Please output every line of the records below unchanged, leaving the pictures out.

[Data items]
[start]

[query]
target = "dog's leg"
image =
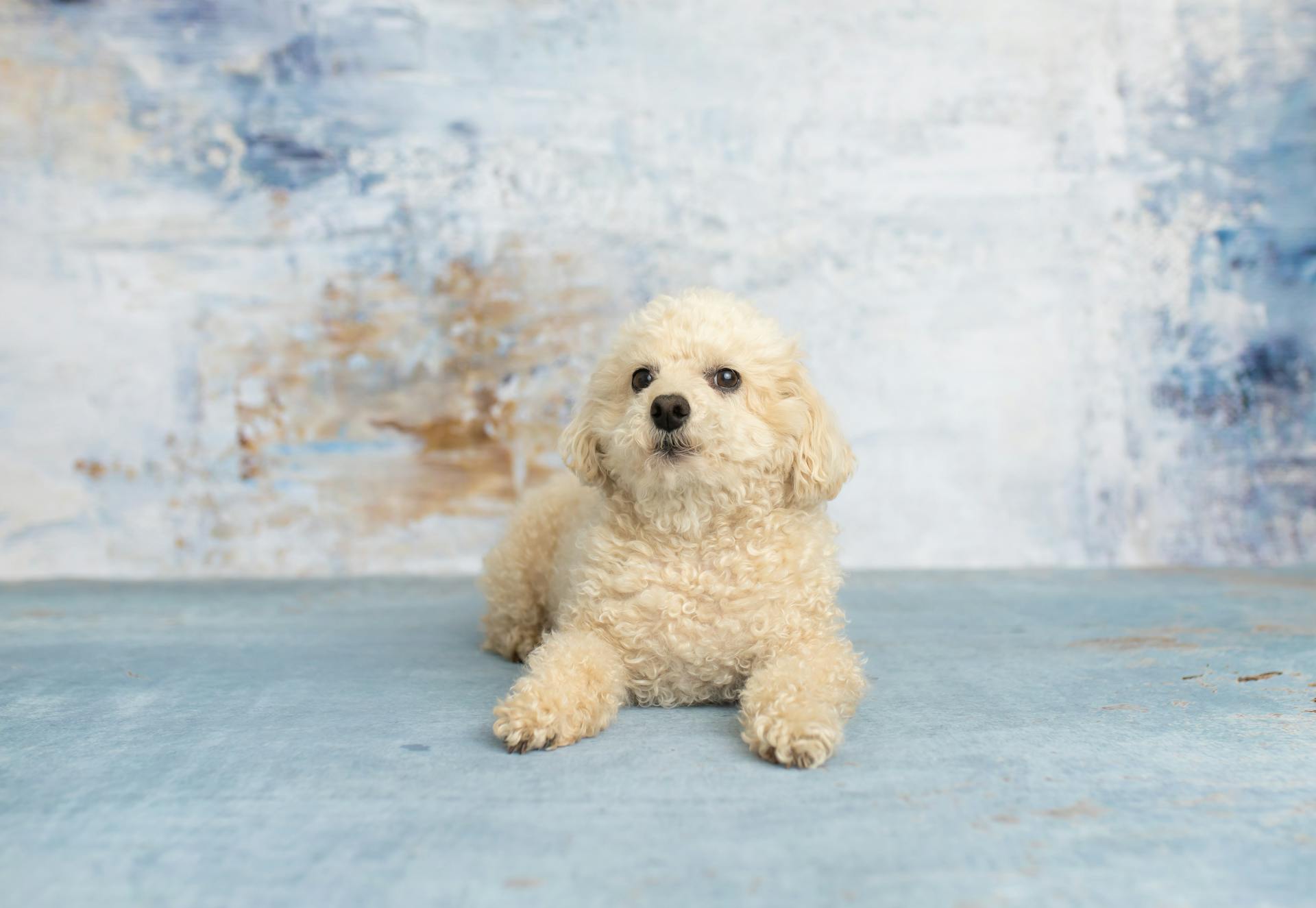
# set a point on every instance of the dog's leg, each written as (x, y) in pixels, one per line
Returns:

[end]

> _Finished answer_
[query]
target = "dog's leg"
image =
# set a point on every instance of the dog's leg, each written as (x, y) in pixels, one per line
Returns:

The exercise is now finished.